**TASK MATERIAL:**
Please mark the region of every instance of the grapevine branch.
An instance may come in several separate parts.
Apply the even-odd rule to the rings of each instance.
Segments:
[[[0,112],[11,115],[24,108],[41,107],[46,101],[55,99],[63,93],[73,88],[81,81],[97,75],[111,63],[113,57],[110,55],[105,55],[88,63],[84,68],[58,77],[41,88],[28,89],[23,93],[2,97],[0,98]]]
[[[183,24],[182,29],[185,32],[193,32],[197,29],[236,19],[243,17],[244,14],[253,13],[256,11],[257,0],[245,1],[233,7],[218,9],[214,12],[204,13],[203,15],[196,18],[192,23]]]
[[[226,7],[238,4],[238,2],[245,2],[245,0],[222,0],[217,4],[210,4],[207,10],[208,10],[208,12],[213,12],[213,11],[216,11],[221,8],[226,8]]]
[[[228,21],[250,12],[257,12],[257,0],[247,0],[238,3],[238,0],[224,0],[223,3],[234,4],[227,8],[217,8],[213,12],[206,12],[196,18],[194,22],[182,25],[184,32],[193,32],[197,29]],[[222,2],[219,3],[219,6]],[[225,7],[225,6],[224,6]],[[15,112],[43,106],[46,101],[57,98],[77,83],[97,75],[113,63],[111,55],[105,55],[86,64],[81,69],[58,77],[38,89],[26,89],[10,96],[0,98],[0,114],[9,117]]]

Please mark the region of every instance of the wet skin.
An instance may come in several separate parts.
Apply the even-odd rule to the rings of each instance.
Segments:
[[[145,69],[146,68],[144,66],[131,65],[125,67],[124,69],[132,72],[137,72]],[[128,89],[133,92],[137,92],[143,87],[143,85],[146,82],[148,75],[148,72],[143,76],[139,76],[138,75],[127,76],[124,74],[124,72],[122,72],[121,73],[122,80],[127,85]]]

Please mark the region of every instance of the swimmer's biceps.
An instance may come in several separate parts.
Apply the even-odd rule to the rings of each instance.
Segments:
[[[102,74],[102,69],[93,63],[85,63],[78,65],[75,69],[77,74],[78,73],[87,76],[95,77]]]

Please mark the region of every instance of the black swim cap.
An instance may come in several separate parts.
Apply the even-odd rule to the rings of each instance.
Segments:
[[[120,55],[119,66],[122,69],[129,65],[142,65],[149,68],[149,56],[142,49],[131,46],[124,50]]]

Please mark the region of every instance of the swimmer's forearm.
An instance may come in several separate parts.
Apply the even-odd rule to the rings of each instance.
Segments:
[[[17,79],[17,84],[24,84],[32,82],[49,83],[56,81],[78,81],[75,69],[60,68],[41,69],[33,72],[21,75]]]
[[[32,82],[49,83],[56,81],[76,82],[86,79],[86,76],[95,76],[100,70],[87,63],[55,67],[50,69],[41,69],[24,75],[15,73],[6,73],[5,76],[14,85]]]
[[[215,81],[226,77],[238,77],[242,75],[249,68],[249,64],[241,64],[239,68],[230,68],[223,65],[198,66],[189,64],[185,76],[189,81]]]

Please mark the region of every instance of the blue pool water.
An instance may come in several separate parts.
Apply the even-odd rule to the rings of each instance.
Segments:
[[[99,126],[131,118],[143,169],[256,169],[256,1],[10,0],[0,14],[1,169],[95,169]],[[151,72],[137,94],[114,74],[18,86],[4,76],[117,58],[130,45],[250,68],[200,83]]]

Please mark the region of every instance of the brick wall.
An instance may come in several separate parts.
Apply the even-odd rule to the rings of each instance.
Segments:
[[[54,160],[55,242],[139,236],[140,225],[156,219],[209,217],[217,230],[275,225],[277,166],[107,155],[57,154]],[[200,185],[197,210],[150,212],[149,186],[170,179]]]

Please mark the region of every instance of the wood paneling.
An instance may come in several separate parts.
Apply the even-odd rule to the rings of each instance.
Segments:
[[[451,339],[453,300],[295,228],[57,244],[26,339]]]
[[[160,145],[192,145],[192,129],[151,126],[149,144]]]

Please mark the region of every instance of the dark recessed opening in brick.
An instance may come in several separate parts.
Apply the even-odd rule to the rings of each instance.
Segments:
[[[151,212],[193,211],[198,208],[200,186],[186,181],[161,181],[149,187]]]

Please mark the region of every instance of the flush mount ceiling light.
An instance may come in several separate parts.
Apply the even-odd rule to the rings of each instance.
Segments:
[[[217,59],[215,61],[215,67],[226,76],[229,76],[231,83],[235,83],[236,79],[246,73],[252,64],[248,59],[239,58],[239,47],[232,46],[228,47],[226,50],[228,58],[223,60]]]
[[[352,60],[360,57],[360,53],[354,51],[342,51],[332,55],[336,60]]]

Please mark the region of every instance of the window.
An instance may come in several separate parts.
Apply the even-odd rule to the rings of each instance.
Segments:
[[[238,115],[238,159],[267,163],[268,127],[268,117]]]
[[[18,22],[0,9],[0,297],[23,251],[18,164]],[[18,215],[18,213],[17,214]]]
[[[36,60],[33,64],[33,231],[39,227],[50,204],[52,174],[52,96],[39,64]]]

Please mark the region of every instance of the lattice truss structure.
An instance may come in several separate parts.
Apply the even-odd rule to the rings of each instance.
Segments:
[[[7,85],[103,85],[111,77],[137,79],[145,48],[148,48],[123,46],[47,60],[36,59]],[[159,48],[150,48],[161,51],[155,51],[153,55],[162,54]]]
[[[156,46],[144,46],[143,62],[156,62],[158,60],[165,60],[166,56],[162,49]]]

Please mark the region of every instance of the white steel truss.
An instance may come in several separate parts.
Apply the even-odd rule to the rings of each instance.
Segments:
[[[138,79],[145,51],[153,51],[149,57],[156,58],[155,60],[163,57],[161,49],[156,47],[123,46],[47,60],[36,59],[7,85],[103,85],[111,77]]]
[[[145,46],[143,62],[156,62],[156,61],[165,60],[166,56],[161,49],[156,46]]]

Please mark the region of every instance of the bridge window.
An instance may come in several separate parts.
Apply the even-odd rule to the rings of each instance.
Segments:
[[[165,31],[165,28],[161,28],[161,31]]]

**AIM OF THE EXERCISE:**
Edit the data by rewriting everything from the line containing "Please mark the region of every instance of the wood" down to the line containing "[[[160,145],[192,145],[192,129],[151,126],[149,144]]]", with "wood paneling" replaced by "timber paneling" and nothing else changed.

**ANSWER FOR THE TASK:**
Please mark the region of every instance of the timber paneling.
An instance may come in several separate parts.
Apply the even-odd rule to the rings of each instance.
Segments:
[[[451,339],[453,300],[295,228],[57,244],[26,339]]]
[[[160,145],[192,145],[192,129],[151,126],[149,144]]]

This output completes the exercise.